La reine des sciences : seule dans son château ?

Débat

Quelques pistes pour sortir la reine de son isolement...

Publié le 18 avril 2018

Chers lecteurs, Chères lectrices,

Suite à un échange intéressant autour d’un repas au restaurant universitaire avec Jean S., un collègue géographe, je lui posais des questions autour de son métier et son avis autour d’une « illumination » que j’avais eue le matin même, à savoir d’un parallélisme entre l’activité du géographe ou du géologue et celle du professeur de mathématiques.

J’ai donc demandé à Jean S. de me dire un peu plus sur son travail. J’ai eu la possibilité de connaître ces deux métiers car ma première fiancée italienne (eh oui, les sentiments toujours les sentiments, sont de la cendre jamais éteinte) baignait dans ce métier. Et bien sûr je la regardais, car elle me plaisait, mais je la regardais aussi agir dans son environnement professionnel : le département de géologie de l’université de Rome.

Voici la réponse de Jean à mon questionnement : « Nous abordons bien l’objet (ou plutôt les objets) géographique(s) par la théorie et l’épistémologie. Dans un deuxième temps, et idéalement notre tableau est concrétisé par le terrain (en quelque sorte ce terrain est pour nous l’équivalent du tube à essai des chimistes) et nous y observons concrètement les objets de la géographie (comme le paysage ou l’organisation spatiale des phénomènes) et dans un troisième temps nous faisons réfléchir les étudiants à partir de leurs observations. Nous leur demandons alors de problématiser leurs observations et de nous présenter leurs réflexions sous forme de reportage (vidéo ou poster scientifique). »

Dans un mail à Jean je lui ai décliné mes centres d’intérêt : les laboratoires de mathématiques à la Borel-Castelnuovo-Kahane et le regard, afin d’améliorer l’enseignement des mathématiques et l’image de notre discipline dans l’espoir qu’un jour elle soit davantage aimée par le grand public comme celui-ci peut aimer le cinéma, la peinture, la sculpture, la littérature…

J’avais écrit à Jean que lorsqu’on regarde un tableau, comme le font les historiens de l’art par exemple, nous sommes amenés à formuler des observations sur ce que l’on voit et à mobiliser des connaissances. On affine l’observation, on se familiarise avec le tableau et on finit par s’y attacher comme s’il était sorti de nos pinceaux ou presque.

Le professeur de mathématiques ou le chercheur en mathématiques a la même démarche : il observe une configuration géométrique, une formule… puis, grâce à des connaissances, cherche à « faire parler » la configuration géométrique, la formule, etc. comme les historiens de l’art tentent de « faire parler » les tableaux. Le professeur finit par s’attacher au théorème, à la configuration, à la formule… comme s’ils étaient sortis de sa plume ou presque.

Toutefois, les professeurs ne poussent pas assez, ou pas du tout, à mon avis, les élèves à « faire parler » les objets mathématiques ! D’où, en partie, les causes de beaucoup de blocages et, hélas, même une aversion pour les mathématiques.

Listing fourni.

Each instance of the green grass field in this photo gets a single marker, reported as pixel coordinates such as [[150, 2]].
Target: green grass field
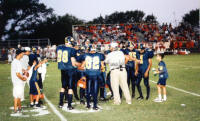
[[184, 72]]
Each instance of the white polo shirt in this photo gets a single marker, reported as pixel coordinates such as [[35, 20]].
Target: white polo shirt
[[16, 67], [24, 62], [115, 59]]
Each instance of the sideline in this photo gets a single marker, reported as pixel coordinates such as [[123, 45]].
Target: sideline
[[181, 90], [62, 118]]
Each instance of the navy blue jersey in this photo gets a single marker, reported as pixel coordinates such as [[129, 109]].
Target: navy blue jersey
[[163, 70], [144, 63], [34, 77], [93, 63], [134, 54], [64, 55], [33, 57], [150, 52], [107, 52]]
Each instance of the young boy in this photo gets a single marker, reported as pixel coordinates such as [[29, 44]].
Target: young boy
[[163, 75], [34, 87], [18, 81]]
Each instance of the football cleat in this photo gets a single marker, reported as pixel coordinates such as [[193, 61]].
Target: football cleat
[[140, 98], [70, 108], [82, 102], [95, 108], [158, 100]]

* * *

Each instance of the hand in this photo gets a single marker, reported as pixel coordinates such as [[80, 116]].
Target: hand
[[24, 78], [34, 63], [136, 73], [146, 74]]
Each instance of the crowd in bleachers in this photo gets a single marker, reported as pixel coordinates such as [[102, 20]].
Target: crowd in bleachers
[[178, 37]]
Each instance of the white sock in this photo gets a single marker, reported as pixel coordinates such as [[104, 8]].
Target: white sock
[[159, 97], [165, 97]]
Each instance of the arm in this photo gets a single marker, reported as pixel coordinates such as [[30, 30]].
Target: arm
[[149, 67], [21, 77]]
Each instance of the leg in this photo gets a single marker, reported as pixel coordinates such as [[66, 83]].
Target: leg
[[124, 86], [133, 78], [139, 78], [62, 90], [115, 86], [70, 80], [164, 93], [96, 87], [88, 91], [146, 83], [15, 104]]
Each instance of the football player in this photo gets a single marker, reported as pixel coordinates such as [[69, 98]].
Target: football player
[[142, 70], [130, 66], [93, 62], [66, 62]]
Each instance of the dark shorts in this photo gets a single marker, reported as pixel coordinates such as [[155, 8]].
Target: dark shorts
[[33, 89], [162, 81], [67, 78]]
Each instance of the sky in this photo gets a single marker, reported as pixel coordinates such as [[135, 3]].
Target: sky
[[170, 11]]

Exercice 1. D'après l'article, quels domaines le grand public peut-il aimer, comme l'auteur voudrait qu'il aime un jour les mathématiques ? Citez-les tous.
Exercice 2. Prolongez l'article sur l'image des mathématiques après sa dernière phrase.

Réponse 1. Le cinéma, la peinture, la sculpture et la littérature.

Réponse 2.
Les coupables nous les connaissons bien : les programmes et le temps. Il faut faire vite ! On finit donc par faire vite et… mal ? C’est comme manger une assiette de bonnes lasagnes sans les déguster ou boire vite un délicieux verre de Bordeaux ! On oublie ainsi les lasagnes, les Bordeaux… et on mange et l’on boit car il est dans nos habitudes de manger et de boire.

Même les mathématiciens ont une conception de la beauté mathématique et ils y tiennent ! Des études récentes montreraient même que le plaisir à regarder une œuvre d’art et celui à regarder une belle formule mathématique mobiliseraient les mêmes zones du cerveau. Toutefois, la reine des sciences serait-elle seule dans son château ? Triste sort !

Je me suis alors dit que les professeurs de mathématiques devraient davantage imiter dans leur pratique les professeurs de géologie ou géographie ; plus précisément aborder les mathématiques au moins sous les aspects suivants :

  • les cours théoriques pour poser les bases mais aussi pour connaître l’histoire de la discipline et l’évolution des idées exposées ;
  • faire manipuler les élèves : ficelles, Légo, pailles, carton… sont des outils très riches pour sentir les phénomènes mathématiques qu’ils seront amenés à modéliser avec les outils formels (périmètre, aire, volume, la continuité des fonctions, les dérivées, les primitives…) et pour forger l’intuition en cas de manque ou la renforcer ;
  • le regard (cf. plus haut) : nous passons très peu de temps à contempler les figures, les configurations, les formules, alors que le mot même « théorème » signifie : contempler, observer…

Une sorte d’indifférence gagne les esprits des professeurs (pas tous, bien entendu !) et contamine, pour ainsi dire, les esprits des élèves qui ne trouvent pas de sens dans les notions mathématiques enseignées en les absorbant seulement de façon théorique. Je crois que l’on peut très bien enseigner une discipline sans vraiment l’aimer.

Nous, les professeurs de mathématiques, avons-nous tout faux ?

Qu’en pensez-vous chers lecteurs, chères lectrices ?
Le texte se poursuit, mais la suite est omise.